INSTRUCTIONS TO FOLLOW: From the first line to the last, write out the records exactly.
** Opening DATA TO USE block **
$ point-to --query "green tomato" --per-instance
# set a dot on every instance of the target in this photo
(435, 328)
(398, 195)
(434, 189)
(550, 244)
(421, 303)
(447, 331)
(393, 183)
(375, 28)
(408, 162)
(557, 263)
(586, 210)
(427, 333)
** Closing DATA TO USE block **
TASK OUTPUT:
$ point-to --query "green tomato" --per-instance
# set a dot on every instance of the target in this photo
(435, 328)
(398, 195)
(434, 189)
(550, 244)
(421, 303)
(447, 331)
(393, 183)
(375, 28)
(408, 162)
(557, 263)
(586, 210)
(427, 333)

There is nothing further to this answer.